→ **To be done**: Reproduce the records below verbatim, line for line, with no changes.

[Dataset records]
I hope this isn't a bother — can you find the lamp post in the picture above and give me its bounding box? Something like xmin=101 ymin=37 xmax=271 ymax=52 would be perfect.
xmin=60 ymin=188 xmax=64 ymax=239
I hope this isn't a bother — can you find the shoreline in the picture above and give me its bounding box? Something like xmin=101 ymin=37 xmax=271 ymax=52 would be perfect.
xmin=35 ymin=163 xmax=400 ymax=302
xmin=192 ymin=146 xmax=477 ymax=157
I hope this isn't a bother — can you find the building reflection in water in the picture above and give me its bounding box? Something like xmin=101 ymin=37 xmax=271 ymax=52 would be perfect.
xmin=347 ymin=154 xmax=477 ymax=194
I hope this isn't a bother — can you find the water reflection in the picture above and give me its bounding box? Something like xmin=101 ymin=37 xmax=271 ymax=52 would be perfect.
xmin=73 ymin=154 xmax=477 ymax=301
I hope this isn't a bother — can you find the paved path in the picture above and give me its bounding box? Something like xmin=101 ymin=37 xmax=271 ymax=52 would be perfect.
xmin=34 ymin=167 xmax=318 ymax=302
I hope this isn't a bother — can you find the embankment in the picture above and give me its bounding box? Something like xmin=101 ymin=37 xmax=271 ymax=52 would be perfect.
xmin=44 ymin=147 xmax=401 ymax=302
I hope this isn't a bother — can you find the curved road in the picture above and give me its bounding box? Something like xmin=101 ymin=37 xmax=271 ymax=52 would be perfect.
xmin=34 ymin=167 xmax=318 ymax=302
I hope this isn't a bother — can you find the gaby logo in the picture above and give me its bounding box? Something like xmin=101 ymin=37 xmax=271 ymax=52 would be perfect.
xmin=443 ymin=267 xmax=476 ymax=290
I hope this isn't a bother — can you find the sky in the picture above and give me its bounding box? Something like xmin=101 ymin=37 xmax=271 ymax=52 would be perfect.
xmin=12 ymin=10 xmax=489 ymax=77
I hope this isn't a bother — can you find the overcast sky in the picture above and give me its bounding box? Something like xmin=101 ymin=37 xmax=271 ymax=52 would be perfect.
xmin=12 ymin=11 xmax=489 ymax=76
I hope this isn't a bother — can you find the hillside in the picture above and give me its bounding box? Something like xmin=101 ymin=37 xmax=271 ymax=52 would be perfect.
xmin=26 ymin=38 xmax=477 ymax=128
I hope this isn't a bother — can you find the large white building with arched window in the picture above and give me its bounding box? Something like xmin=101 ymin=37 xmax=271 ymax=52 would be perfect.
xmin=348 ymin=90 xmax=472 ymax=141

→ **Finished answer**:
I hope this isn't a bother — can you find the lamp post in the picture above and give me its bounding box? Something like xmin=101 ymin=37 xmax=271 ymax=52 would be perfect.
xmin=60 ymin=188 xmax=64 ymax=239
I hope this isn't a bother — can you find the shoreline in the picture above and give me its bounding box? Something like xmin=101 ymin=37 xmax=271 ymax=52 would be perfect.
xmin=35 ymin=163 xmax=400 ymax=302
xmin=192 ymin=146 xmax=477 ymax=157
I hope this isn't a bother — can you find the building reflection in water in the picture above and give me its bounding box? Something like xmin=101 ymin=37 xmax=271 ymax=52 would be perfect.
xmin=347 ymin=154 xmax=477 ymax=194
I hope this isn't a bother — can you find the water reflection in the picture above and give me its bounding box? Something like xmin=101 ymin=37 xmax=271 ymax=52 would be perfect.
xmin=73 ymin=154 xmax=477 ymax=301
I hope this isn't a bother — can you find the paved path in the picture above and give me its bounding box? Something like xmin=101 ymin=37 xmax=271 ymax=52 would be perfect.
xmin=34 ymin=167 xmax=318 ymax=302
I hope this isn't a bother — can you find the embankment in the picture above and give me its bounding box? Something like xmin=101 ymin=37 xmax=271 ymax=52 would be perfect.
xmin=44 ymin=147 xmax=401 ymax=302
I hope this isn't a bother — can you find the curved road in the picture above and give me its bounding box? Something like xmin=101 ymin=37 xmax=271 ymax=52 would be perfect.
xmin=34 ymin=167 xmax=318 ymax=302
I hope this isn't a bother — can you find the gaby logo in the picture above and give me its bounding box? Something like xmin=101 ymin=37 xmax=271 ymax=52 would be perfect.
xmin=443 ymin=267 xmax=476 ymax=290
I hope this isn't a bother — can you find the sky in the picture above and give me its bounding box? Something like xmin=101 ymin=37 xmax=271 ymax=52 would be perfect.
xmin=12 ymin=10 xmax=489 ymax=77
I hope this isn't a bother — can you find the overcast sky in the picture above and give me its bounding box? Something like xmin=101 ymin=37 xmax=271 ymax=52 would be perfect.
xmin=12 ymin=11 xmax=489 ymax=76
I hope this isn't a bother — can you find the hillside in the picture above and give me its bounding box? Something like xmin=101 ymin=37 xmax=271 ymax=52 would be perfect.
xmin=26 ymin=38 xmax=477 ymax=128
I hope this isn't a bother — can you find the large white building with arched window in the picture above and give me its bounding box? Something like xmin=101 ymin=37 xmax=271 ymax=52 would be perfect.
xmin=348 ymin=90 xmax=472 ymax=141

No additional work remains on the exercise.